§ Excerpt provided:
^^^^^^^^^^^^^^^^
[DRBD-user] strange drbd bug

Wed Oct 15 14:16:29 CEST 2014

On Tue, Oct 14, 2014 at 10:37:13PM +0200, Lars Ellenberg wrote:
> _drbd_thread_stop takes a "wait" parameter.
> It's a helper function for drbd_thread_stop()
> and for drbd_thread_stop_nowait().
> It is possible that "somewhere" we call drbd_thread_stop()
> where we should call drbd_thread_stop_nowait().
> But I don't see where that would be.
> 
> Same helper function is called for drbd_thread_restart_nowait().
> I'd say that's what happens here.
> 
> So from the state change triggered by the request_timer_fn
> in softirq context ("current" is "swapper" as seen from the other mail),
> we trigger a drbd_thread_restart_nowait().
> 
> Which calls kthread_create -> drbd_thread_setup
> 
> And *there* it bombs out.
> 
> Yes, I see it happening now.
> 
> I just wonder why it does not happen *always* then, *every* time that
> request timer expires and causes the peer to be kicked out?
> 
> maybe something changed around kthread_create as well.
> 
> Or maybe we just have been lucky for the last few years,
> and the "wake_up_process(); wait_on_completion()" in kthread_run
> just so happened to never need to call schedule,
> because it always took the fast path.

Hm. No.
Normally, when we call this drbd_thread_restart_nowait,
the respective thread is still alive, and it just
"cycles" that thread, and does not need to create a new one.

In this case, apparently there was a race with the thread terminating
for other reasons and this call, and now we need to call into
kthread_create.

Ok, we know where it is broken.
Still we'll have to think about how to fix it best.

  	Lars
^^^^^^^^^^^^^^^^
§ Data lines:
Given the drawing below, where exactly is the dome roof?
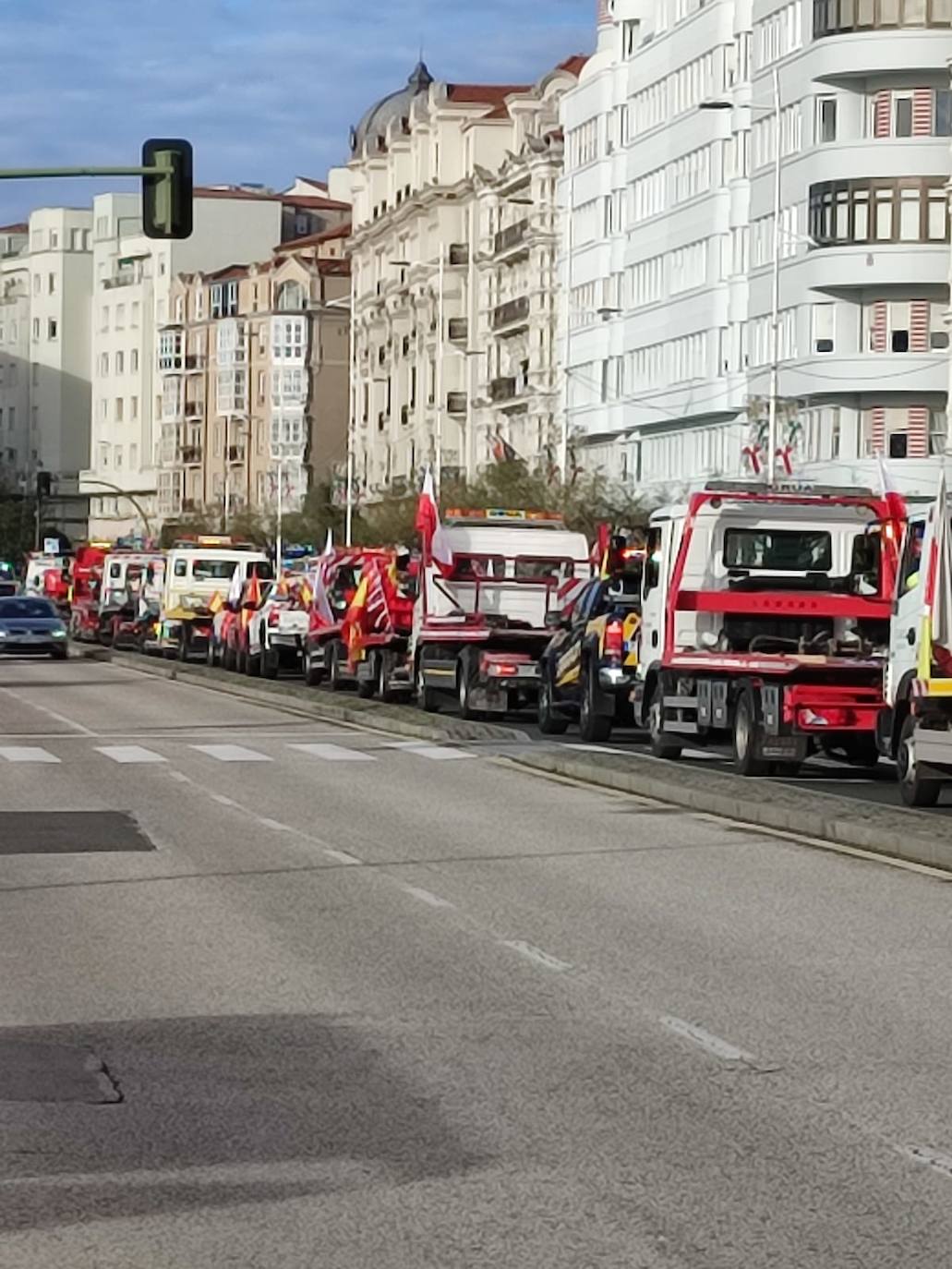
[350,62,433,153]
^^^^^^^^^^^^^^^^
§ Requirements:
**A)** According to the DRBD post, why does the failure not occur every time the request timer expires and the peer is kicked out?
**B)** Return the passage of the DRBD post from "[DRBD-user] strange drbd" up to and including "and for drbd_thread_stop_nowait().".

§ Answers to the tasks:
**A)** When drbd_thread_restart_nowait is called, the thread is normally still alive, so the call only cycles that thread and does not create a new one. In this case, the thread was terminating for other reasons at the same time as the call, so kthread_create had to be called, and that is where it failed.

**B)**
[DRBD-user] strange drbd bug

Wed Oct 15 14:16:29 CEST 2014

On Tue, Oct 14, 2014 at 10:37:13PM +0200, Lars Ellenberg wrote:
> _drbd_thread_stop takes a "wait" parameter.
> It's a helper function for drbd_thread_stop()
> and for drbd_thread_stop_nowait().